DATA FOR THIS TASK
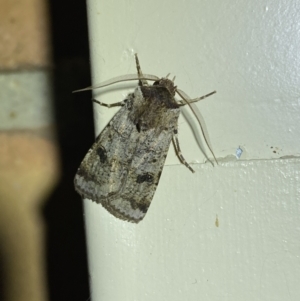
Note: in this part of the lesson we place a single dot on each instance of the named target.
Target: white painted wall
(249, 52)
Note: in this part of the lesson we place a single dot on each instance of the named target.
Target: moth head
(167, 83)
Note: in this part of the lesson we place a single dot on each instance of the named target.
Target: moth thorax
(168, 84)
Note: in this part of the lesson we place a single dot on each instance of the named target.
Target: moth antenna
(142, 81)
(199, 118)
(118, 79)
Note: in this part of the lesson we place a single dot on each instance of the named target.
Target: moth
(122, 169)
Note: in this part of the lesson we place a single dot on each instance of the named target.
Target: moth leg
(109, 105)
(142, 82)
(183, 103)
(178, 151)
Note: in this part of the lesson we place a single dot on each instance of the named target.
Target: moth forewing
(122, 169)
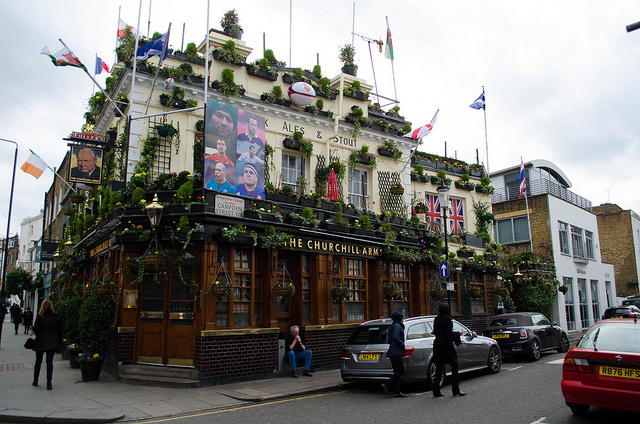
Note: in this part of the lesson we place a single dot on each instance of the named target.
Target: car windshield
(619, 338)
(369, 335)
(511, 321)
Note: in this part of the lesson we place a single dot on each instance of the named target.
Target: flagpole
(526, 200)
(155, 77)
(486, 140)
(6, 241)
(417, 145)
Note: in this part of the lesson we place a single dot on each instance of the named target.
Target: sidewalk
(108, 400)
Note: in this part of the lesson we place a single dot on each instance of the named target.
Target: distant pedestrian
(48, 333)
(17, 317)
(396, 353)
(444, 352)
(27, 320)
(295, 350)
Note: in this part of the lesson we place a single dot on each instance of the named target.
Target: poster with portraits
(234, 150)
(85, 165)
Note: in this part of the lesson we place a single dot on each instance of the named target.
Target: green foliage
(137, 195)
(96, 316)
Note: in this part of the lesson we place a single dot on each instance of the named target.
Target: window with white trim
(512, 230)
(292, 169)
(563, 232)
(358, 188)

TASK TO CARRY OUT
Only exact copies of the lines from the one containing "Target: poster with portraits" to the end of the records belong in the answer.

EXERCISE RESPONSE
Target: poster with portraits
(234, 150)
(85, 165)
Note: in this part of the lesson we place a single dot on each instance of the named target.
Target: green foliage
(137, 195)
(96, 316)
Note: in this part of the lesson we place a single dot on each instance of the named target.
Target: window with white trim
(512, 230)
(292, 169)
(563, 232)
(358, 188)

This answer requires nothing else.